## Problem statement
Extract each line of the entries below that contains the word "tree", with case significant.

## Records provided
--- start ---
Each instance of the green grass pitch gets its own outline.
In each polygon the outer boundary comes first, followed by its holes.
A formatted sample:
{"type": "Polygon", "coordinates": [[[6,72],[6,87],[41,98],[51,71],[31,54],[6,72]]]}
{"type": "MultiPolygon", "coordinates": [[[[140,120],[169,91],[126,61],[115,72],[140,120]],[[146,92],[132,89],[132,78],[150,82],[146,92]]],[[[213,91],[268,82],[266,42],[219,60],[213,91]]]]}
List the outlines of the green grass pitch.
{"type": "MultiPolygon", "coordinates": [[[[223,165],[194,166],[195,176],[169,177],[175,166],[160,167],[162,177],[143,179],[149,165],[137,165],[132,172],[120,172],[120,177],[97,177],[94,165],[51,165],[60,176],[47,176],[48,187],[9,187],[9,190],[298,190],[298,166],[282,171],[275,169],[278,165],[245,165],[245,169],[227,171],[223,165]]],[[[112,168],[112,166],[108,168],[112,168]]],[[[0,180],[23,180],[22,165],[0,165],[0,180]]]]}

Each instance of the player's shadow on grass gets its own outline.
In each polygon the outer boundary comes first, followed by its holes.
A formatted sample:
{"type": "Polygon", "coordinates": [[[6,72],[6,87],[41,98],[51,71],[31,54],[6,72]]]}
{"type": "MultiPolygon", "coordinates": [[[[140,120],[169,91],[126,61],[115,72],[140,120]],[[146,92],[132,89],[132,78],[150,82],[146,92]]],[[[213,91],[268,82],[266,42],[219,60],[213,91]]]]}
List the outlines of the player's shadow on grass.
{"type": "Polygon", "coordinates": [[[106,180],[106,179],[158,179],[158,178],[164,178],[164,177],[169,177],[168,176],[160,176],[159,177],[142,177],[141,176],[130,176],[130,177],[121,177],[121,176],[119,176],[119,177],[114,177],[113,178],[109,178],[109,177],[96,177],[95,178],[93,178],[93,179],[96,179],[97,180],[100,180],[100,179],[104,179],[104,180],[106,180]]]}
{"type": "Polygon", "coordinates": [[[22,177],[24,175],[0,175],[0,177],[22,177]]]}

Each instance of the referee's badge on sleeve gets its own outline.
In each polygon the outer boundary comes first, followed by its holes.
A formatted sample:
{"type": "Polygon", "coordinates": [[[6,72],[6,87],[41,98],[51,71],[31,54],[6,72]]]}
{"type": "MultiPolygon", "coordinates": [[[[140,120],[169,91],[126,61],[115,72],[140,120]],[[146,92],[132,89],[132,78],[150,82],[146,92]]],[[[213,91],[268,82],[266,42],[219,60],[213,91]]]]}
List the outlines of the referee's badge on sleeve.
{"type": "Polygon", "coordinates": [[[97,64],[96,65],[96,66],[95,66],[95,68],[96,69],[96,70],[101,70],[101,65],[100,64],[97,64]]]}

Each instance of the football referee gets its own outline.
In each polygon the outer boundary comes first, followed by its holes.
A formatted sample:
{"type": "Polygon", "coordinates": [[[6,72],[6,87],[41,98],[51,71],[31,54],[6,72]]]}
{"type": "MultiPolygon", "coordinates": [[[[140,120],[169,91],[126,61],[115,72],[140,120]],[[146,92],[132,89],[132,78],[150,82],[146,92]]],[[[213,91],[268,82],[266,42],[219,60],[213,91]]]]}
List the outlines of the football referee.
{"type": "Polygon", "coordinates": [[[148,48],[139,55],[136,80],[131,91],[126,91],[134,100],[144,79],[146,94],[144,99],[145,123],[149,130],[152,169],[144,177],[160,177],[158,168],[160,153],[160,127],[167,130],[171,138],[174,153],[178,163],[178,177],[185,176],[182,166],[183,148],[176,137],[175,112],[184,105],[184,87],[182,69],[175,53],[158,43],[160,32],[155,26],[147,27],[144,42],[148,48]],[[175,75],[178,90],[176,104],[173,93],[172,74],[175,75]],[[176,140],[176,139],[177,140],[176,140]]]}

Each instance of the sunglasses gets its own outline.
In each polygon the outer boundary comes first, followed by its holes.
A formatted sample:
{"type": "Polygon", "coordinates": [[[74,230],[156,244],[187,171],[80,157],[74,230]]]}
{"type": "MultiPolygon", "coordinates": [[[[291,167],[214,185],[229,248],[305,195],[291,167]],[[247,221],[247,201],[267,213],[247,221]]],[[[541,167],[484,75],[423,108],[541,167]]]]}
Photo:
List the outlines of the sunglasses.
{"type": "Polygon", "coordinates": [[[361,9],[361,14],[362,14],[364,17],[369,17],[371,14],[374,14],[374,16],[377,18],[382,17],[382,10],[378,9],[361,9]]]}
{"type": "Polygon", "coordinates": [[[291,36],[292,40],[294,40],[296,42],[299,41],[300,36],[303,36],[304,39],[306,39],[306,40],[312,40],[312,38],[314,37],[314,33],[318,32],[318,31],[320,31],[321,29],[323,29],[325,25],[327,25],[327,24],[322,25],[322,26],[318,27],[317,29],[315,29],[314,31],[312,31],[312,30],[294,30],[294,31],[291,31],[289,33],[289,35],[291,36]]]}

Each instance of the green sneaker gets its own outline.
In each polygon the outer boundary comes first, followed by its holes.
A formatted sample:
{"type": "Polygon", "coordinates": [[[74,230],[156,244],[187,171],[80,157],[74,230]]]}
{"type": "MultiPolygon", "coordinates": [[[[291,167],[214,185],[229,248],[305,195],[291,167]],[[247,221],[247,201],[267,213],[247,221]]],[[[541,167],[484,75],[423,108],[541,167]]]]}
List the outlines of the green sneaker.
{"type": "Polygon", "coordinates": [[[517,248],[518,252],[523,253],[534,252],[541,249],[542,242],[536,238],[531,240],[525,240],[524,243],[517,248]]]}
--- end ---
--- start ---
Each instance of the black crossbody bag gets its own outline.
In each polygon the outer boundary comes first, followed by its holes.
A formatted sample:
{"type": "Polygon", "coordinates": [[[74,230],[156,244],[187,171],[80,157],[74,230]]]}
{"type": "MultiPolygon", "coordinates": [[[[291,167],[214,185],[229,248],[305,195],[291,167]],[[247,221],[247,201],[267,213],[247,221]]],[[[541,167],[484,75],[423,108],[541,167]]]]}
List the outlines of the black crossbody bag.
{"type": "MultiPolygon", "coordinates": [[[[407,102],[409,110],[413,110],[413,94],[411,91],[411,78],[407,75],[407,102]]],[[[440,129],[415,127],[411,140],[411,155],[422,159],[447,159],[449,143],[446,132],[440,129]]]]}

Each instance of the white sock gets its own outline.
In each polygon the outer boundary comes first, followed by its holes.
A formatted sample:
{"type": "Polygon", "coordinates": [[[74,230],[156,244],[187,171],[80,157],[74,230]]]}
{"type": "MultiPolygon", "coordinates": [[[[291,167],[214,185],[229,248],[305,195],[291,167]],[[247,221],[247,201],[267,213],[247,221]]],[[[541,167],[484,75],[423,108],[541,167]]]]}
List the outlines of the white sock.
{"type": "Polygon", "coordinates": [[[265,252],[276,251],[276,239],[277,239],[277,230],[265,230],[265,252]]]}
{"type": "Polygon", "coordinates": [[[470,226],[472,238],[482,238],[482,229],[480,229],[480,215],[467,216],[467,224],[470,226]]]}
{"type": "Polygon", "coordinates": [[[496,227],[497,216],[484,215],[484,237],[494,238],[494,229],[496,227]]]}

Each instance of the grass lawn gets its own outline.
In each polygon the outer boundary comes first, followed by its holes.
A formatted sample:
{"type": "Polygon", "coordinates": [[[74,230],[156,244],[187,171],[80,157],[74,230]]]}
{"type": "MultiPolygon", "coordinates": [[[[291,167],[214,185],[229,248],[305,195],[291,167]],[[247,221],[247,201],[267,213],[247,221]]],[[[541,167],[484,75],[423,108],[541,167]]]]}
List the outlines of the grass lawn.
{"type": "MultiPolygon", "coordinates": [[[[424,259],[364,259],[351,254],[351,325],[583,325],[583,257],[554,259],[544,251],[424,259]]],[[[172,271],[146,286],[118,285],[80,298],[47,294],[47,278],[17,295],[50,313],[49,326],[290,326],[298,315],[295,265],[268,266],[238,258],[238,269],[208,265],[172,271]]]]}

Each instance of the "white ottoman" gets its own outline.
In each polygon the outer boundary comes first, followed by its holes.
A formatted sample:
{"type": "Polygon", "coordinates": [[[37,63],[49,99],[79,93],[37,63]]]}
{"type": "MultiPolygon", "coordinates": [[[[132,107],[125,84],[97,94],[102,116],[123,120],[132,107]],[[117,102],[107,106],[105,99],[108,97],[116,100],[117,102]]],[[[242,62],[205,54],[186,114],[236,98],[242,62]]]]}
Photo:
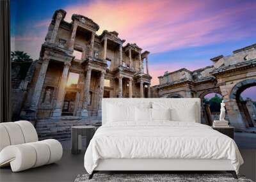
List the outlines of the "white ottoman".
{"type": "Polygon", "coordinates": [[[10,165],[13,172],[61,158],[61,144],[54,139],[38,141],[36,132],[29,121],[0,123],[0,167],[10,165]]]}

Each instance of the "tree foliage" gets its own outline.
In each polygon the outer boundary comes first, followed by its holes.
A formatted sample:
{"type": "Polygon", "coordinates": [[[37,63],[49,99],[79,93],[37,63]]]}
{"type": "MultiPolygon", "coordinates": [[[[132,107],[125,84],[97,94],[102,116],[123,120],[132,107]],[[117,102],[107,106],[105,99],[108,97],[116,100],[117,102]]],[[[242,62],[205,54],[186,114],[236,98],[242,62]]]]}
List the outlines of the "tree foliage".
--- end ---
## The completed task
Each instance of the "tree foliage" gets its own outline.
List the outlines of the "tree foliage".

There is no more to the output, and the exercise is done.